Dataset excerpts
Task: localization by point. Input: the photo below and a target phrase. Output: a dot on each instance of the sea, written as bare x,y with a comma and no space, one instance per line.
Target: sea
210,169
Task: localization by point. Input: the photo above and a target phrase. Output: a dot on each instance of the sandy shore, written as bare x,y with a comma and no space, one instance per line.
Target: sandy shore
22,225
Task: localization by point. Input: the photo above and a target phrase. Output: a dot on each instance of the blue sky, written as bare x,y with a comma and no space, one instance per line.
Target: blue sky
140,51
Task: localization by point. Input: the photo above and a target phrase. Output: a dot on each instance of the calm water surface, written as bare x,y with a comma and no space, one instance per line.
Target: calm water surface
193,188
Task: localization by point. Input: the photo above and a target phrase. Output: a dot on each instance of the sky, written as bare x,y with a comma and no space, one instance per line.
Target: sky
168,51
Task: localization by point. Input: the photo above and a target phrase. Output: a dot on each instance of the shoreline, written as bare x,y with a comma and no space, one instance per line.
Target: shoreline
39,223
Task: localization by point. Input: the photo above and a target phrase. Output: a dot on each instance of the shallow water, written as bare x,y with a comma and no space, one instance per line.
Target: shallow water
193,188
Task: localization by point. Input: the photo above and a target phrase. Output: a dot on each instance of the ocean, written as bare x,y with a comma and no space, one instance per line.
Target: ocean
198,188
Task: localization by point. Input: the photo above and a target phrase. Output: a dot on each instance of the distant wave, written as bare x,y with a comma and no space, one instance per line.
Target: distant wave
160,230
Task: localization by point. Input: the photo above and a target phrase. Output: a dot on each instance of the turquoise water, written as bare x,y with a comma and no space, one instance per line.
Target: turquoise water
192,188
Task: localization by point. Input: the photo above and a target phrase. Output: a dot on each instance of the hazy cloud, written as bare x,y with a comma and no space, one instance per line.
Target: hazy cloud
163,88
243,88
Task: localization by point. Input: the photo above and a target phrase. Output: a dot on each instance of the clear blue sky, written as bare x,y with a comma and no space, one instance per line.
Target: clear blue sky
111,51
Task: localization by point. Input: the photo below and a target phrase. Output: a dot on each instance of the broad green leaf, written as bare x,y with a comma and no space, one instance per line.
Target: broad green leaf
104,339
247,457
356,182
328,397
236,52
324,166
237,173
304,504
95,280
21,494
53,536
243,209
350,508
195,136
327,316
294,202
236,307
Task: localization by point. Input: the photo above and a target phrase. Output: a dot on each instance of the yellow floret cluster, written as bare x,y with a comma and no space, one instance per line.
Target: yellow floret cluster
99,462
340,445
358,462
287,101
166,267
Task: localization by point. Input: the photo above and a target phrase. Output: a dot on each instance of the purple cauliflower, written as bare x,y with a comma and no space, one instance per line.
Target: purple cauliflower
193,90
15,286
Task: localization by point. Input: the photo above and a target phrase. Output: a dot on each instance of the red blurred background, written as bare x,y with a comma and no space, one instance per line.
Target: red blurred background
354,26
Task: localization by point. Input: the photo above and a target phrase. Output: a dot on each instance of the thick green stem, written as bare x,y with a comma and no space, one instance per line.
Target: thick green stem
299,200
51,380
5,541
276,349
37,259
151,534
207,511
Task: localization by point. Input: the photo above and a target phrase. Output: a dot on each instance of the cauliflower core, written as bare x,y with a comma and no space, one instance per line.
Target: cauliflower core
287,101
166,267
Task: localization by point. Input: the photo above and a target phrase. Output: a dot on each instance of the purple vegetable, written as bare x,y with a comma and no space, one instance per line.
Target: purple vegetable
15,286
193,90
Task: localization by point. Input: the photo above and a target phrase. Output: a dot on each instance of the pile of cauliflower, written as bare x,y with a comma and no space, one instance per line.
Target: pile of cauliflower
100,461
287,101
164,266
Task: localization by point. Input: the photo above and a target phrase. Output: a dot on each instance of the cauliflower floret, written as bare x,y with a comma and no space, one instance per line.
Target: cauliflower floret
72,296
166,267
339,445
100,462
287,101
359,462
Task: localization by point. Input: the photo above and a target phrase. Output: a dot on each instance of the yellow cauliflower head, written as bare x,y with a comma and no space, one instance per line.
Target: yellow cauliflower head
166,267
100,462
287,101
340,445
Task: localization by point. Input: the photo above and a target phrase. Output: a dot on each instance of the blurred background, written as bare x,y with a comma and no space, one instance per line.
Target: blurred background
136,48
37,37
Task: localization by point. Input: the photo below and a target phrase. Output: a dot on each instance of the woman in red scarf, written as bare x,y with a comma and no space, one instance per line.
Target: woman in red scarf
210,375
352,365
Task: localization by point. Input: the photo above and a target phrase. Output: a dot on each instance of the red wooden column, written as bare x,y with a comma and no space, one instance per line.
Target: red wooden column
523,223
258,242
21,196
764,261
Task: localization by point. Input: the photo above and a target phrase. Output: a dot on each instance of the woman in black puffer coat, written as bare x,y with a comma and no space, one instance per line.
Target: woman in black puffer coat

* WHAT IS NEEDED *
Copy each line of the entries exactly.

* ANSWER SECTION *
Task: localization by point. Input: the photo below and a target phrase. Output: a dot on each instance of the sea, written as bare x,y with a comma and no space, one instance per line.
Target: sea
210,169
Task: localization by point. Input: the photo above and a target phrase. Output: a dot on each instance of the sandy shore, written as bare x,y with a comma and no space, one instance per line.
Target: sandy shore
22,225
Task: localization by point. Input: the photo above and a target phrase. Output: a dot on each instance of the blue sky, written as bare x,y with a comma and no space, one instance per line.
Target: blue sky
140,51
Task: localization by point. Input: the photo above and a target phrase. Output: a dot on each instance of the calm water surface, written as bare x,y with a comma and no space, one instance per line.
Target: calm water surface
193,188
Task: localization by point. Input: the photo above and a target phrase. Output: a dot on each instance of the sky, written as bare x,y with a comma and no space, one instance per line.
Target: sky
168,51
Task: localization by point. Input: the photo above and a target phrase. Output: a dot on each instance of the shoreline, written as bare x,y with a comma and no space, one instance per line.
Target: shoreline
39,223
Task: localization by point. Input: the photo above and a target phrase. Output: a dot on each instance of the shallow water, written as bare x,y with a comma and no space, one instance per line.
Target: shallow water
193,188
Task: localization by point. Input: the photo above and a target phrase. Output: a dot on each instance of the ocean, written as bare x,y with a comma and no space, one instance per line.
Target: ocean
198,188
Task: localization by point. Input: the photo above and a target phrase. Output: a dot on each instance of the distant wave, written as bare x,y with a comma and no space, one instance per line.
Target: distant wave
160,230
Task: localization by point. Input: the photo above and a target phrase. Output: a dot on each instance of the turquoise water, written as bare x,y with a comma and no space, one instance per line.
Target: turquoise water
192,188
Task: localization by point. Input: the photo above and a target phrase. Output: a dot on each instance of the hazy cloud, written as bare x,y with a comma and no space, one instance per line.
Target: hazy cloud
163,88
243,88
Task: localization by point. Input: the photo above and a target phrase. Output: a dot on each instance of the clear blue sky, written as bare x,y with a comma and no space, one instance per line.
Target: clear blue sky
111,51
Task: localization by point. Input: the photo below and a target phrase. Output: a dot on each instance of the broad green leaf, written as bare x,y with a comma and no space, one instance per line.
Target: broad green leaf
104,339
247,457
356,182
328,397
236,52
324,166
237,173
304,504
95,280
21,494
53,536
243,209
350,508
195,136
327,316
294,202
236,307
Task: localization by point. Input: the photo above and a target phrase. Output: a dot on each instance of the yellow floret cluster, written as bare x,y with a comma and no space, one instance per line.
Target: yellow floret cluster
99,462
340,445
358,462
287,101
166,267
Task: localization by point. Input: the photo above and a target phrase. Output: a dot on each instance of the purple cauliflower, written as bare x,y with a comma and no space, one instance per line.
Target: purple cauliflower
193,90
15,286
Task: localization by point. Input: the photo above and a target phrase. Output: a dot on each instance of the red blurred background, written as bare x,y with a comma and no space, one instance per line.
Target: red blurred background
354,26
Task: localization by point. Input: the photo above and a target phrase. Output: a dot on each instance of the thick green stem, written as bare x,y with a comma and no space, one instance per line.
Target: thick green stem
299,200
51,380
5,541
276,349
37,259
151,534
207,511
Task: localization by point. Input: the photo above and a target phrase. Output: a dot on each instance of the cauliflower core, written as bare x,y with a comma and no space, one instance per line.
Target: cauliflower core
287,101
166,267
Task: localization by point. Input: the photo above and a target phrase. Output: a dot on each instance of the purple vegetable, written as bare x,y with a comma and no space, one instance per line.
Target: purple vegetable
15,286
193,90
Task: localization by point. Input: the photo above and a target phrase. Output: a dot on each instance of the pile of cauliflower, written as bare x,y with a comma and no space, one instance per line.
Target: pile of cauliflower
100,461
287,101
164,266
Task: localization by point. Input: the photo above and a target phrase. Output: a dot on each instance of the cauliflower floret, written as bare x,y with a comma and no space, one instance per line.
Target: cauliflower floret
72,296
166,267
339,445
100,462
287,101
359,462
Task: localization by point. Input: the photo above and a target phrase. Output: a dot on each instance of the yellow cauliflower head, written as bare x,y with a comma and no space, one instance per line.
Target: yellow cauliflower head
166,267
100,462
287,101
340,445
Task: localization by point. Input: the photo above and a target phrase. Output: a dot on each instance of the blurred background, written as bare x,y with a comma and no space, one instance per line.
Target: blurred background
136,48
37,37
Task: localization by point. Input: the photo below and a target phrase. Output: a dot on each instance of the woman in red scarf, written as bare x,y with a comma and no space, one instance per line.
Target: woman in red scarf
210,375
352,365
Task: localization by point. Input: the photo above and a target phrase. Output: a dot on each instance of the red wooden column, written as bare x,y with a comma and no space, one instance per line.
Target: red wooden column
523,223
258,242
21,196
764,261
Task: localization by point. Input: the photo above and a target phrase. Output: a dot on each instance of the woman in black puffer coat, written as bare x,y with a comma and no space, one instance per line.
Target: woman in black puffer coat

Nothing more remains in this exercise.